— Source extract —
Improved efficiency is another reason MCFCs offer significant cost reductions over phosphoric acid fuel cells (PAFCs). Molten carbonate fuel cells can reach efficiencies approaching 60%, considerably higher than the 37–42% efficiencies of a phosphoric acid fuel cell plant. When the waste heat is captured and used, overall fuel efficiencies can be as high as 85%

Design and tri-criteria optimization of an MCFC based energy system with hydrogen production and injection: An effort to minimize the carbon emission

The threat of rapid depletion of fossil fuel reserves and the discharge of pollutants due to the depletion of these resources has had catastrophic consequences for the ecosystem. Using efficient energy systems, waste heat recovery from these systems, and decreased carbon dioxide emission cycles is one approach to averting this looming threat in this context. It is proposed in this paper to utilize the electricity generated by the bottoming absorption power cycle to create hydrogen for use in a molten carbonate fuel cell-based energy system. The system is called near-zero carbon since the efficient waste heat utilization allows maximum hydrogen and minimum hydrocarbon fuel use. The concept of the near-zero carbon cycle is being explored from the viewpoints of technology, economics, and the environment. It is necessary to do multi-criteria optimization to establish the optimum operating point of the system under consideration to reduce costs and CO2 emissions while simultaneously increasing efficiency. A parametric analysis is performed to discover the important design parameters that impact the system’s performance under consideration. Included among the factors under investigation are the fuel utilization factor, current density, stack temperature (Tstack), and the steam to carbon ratio (rsc). Upon investigation, it was discovered that the suggested system had an energy and exergy efficiency of around 66.21% and 59.5%, respectively. According to the findings of the exergy analysis, the MCFC and afterburner ranked highest in terms of exergy destruction (93.12 MW and 22.4 MW, respectively). The tri-objective optimization findings also reveal that the most optimal solution point has an exergy efficiency of 59.5%, a total cost rate of 11.7 ($/gigajoule), and CO2 emission of 0.58 ton/MWh.

— Material provided —
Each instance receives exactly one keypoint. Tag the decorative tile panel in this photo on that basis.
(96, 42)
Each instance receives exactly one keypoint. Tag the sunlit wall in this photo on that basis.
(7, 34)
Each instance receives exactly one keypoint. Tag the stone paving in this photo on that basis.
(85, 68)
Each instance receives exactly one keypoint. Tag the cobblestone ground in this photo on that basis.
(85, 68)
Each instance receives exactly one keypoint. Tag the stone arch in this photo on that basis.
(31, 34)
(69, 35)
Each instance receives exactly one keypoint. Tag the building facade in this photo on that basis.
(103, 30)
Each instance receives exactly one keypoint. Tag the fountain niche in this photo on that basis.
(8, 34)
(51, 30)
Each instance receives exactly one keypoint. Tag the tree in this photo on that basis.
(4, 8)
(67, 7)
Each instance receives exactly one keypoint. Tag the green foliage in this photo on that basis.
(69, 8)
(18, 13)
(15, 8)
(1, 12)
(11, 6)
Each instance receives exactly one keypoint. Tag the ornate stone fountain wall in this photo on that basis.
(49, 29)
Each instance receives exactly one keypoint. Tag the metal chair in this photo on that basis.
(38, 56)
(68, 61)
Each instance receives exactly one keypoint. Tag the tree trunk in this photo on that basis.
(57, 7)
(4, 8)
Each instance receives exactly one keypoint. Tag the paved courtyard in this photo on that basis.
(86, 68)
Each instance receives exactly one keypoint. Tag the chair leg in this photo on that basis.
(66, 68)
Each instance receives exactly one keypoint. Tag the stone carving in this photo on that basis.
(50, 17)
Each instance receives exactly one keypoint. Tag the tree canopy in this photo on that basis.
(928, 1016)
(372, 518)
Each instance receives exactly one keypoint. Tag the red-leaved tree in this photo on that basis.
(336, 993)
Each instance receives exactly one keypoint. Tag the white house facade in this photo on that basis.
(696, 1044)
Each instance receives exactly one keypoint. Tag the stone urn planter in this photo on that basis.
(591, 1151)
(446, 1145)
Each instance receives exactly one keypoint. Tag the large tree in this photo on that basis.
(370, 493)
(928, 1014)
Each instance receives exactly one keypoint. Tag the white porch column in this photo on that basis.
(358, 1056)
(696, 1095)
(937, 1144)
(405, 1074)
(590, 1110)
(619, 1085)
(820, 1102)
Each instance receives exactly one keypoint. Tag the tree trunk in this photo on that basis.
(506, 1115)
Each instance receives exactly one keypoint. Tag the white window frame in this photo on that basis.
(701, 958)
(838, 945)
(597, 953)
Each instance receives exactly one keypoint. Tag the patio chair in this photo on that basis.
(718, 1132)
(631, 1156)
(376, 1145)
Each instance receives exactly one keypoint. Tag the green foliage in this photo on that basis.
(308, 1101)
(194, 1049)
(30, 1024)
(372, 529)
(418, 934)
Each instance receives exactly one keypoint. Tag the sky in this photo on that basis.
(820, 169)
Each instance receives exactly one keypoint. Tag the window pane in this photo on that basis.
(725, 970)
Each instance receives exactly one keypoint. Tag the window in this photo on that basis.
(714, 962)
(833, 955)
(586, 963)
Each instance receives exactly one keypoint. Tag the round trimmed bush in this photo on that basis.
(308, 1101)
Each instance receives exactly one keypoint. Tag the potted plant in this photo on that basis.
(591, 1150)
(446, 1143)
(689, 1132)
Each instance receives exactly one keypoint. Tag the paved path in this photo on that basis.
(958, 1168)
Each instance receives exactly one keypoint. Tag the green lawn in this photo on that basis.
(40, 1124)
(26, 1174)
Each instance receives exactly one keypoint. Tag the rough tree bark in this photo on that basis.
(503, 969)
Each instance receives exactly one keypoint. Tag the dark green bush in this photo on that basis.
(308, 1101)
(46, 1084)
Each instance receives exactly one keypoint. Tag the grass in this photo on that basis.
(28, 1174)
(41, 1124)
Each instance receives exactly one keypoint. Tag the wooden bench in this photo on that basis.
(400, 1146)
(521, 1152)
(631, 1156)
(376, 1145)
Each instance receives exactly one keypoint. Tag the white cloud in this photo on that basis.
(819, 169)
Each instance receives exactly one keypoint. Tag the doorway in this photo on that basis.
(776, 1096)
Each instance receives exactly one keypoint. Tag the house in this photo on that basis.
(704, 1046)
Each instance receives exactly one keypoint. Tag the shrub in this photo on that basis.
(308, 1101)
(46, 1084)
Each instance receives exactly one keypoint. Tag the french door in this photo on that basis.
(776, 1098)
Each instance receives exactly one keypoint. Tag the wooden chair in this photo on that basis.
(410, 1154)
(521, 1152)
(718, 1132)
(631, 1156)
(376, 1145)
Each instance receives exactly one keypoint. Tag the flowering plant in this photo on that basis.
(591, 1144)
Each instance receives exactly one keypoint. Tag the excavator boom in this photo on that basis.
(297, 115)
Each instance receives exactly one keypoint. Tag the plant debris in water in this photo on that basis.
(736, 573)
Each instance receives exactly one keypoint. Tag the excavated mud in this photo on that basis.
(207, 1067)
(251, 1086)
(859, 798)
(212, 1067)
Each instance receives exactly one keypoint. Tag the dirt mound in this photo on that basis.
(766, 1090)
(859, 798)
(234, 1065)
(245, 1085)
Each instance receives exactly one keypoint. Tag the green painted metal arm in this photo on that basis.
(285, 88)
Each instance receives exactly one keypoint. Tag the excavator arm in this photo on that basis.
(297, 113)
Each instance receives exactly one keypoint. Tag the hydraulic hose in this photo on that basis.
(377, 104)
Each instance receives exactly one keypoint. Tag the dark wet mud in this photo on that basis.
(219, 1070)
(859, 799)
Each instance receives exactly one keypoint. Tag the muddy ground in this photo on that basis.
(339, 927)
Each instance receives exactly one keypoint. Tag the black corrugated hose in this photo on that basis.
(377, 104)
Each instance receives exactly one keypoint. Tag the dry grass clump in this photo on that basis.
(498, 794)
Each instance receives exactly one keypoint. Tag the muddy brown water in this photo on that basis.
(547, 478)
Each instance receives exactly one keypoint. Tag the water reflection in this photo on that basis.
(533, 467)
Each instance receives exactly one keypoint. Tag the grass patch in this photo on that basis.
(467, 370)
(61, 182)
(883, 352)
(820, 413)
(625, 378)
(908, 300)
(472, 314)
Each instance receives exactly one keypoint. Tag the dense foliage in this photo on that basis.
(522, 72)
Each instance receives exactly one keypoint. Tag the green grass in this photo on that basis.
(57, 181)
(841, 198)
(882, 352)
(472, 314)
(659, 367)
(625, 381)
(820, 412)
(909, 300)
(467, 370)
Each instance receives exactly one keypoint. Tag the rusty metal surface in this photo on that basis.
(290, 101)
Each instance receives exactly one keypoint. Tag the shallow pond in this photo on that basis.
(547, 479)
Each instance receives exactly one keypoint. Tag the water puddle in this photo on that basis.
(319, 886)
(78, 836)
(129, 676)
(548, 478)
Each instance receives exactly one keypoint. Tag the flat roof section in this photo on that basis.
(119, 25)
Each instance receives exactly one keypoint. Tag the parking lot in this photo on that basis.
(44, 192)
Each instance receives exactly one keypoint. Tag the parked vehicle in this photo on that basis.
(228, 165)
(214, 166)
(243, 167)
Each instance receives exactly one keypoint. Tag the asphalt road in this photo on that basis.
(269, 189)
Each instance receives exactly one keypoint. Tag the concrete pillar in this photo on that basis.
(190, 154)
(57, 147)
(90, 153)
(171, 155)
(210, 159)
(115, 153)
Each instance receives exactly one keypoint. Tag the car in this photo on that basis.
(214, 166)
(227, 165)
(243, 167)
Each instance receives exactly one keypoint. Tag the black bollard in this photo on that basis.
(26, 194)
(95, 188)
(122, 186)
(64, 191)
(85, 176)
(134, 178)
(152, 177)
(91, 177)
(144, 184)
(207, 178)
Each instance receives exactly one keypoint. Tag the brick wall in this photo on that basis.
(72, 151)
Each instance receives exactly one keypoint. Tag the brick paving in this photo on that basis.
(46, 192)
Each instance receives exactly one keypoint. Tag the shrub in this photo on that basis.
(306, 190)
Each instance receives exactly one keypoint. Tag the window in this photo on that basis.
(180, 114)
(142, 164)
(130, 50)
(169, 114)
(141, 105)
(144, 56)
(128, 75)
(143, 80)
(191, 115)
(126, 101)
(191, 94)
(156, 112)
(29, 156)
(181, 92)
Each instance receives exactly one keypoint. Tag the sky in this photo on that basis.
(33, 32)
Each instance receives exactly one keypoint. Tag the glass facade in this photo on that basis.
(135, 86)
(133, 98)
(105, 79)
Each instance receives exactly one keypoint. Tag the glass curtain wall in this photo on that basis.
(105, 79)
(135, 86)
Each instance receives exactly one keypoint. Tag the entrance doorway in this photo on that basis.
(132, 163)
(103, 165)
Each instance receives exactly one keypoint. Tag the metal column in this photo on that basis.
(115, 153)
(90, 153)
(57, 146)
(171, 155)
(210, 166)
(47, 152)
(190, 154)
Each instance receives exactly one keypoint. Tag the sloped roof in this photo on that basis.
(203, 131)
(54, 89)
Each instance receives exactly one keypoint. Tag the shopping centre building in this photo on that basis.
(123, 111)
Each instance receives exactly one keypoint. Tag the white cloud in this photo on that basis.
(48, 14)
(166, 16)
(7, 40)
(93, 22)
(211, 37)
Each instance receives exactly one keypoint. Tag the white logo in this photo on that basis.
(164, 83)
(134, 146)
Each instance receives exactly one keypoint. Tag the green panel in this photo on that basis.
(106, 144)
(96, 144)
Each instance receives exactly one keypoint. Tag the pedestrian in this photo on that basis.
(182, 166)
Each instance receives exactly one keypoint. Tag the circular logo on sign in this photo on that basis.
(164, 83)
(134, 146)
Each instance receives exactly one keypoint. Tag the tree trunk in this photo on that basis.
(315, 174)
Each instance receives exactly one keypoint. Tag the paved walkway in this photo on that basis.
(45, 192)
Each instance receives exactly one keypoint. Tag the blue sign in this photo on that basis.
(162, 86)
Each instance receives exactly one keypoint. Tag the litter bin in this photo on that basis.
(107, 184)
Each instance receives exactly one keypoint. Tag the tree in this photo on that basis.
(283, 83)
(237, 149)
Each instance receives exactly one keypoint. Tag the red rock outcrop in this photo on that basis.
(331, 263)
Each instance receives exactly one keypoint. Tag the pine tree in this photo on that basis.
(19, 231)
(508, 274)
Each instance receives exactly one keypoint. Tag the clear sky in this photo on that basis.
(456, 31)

— Problem A —
Do the following statements agree with the text on molten carbonate fuel cells? (i) Molten carbonate fuel cells can reach efficiencies approaching 60%. (ii) The afterburner ranked above the MCFC in exergy destruction. (iii) At the most optimal solution point, CO2 emission is 0.58 ton/MWh. Answer each with yes or no and quote the deciding words.
— Problem B —
Carry on the text on molten carbonate fuel cells, beginning after its last sentence.

— Output A —
(i) Yes: "Molten carbonate fuel cells can reach efficiencies approaching 60%"
(ii) No: "the MCFC and afterburner ranked highest in terms of exergy destruction (93.12 MW and 22.4 MW, respectively)"
(iii) Yes: "CO2 emission of 0.58 ton/MWh"

— Output B —
3 thoughts on “Molten Carbonate High Temperature Fuel Cells Getting to Scale”

  1. “There are some who claim that producing heat from hydrogen without combustion is unique or magical.”

    Yeah, and there are some who claim that the pyramids were impossible to build without the help of aliens in UFOs. But I wouldn’t see the need to bring up the lunatics when discussing what is supposed to be a serious proposal.

  2. So this makes it easier to extract CO2 by increasing concentration to 70% of produced gases, vs 10% in coal flue gases. Decent, though we’d still need to do something permanent with that CO2.

    We’ve got around 100 years technically accessible (known and projected natural gas supply in the US – enough to make the capital investment worthwhile even at current NG use levels.

    Since this would be added onto coal plants, it’d have about the biggest potential CO2 reduction per unit installed, without forcing us to leave coal in the ground or decommission coal plants. If proven out in practice, it’d probably be enough better to justify mandating them on coal plants, similar to the way pollution control systems were mandated, without being overly burdensome financially.

    And if we can then reduce use of natural gas for electricity generation (e.g. by idling NG power plants when there’s plenty of wind and solar, ramping up only when those fall short), we’d probably be able to stretch the NG supply to match the years of coal supply – around 400-500 more years – or keep centuries of coal as an emergency supply in case of future civilizational collapse.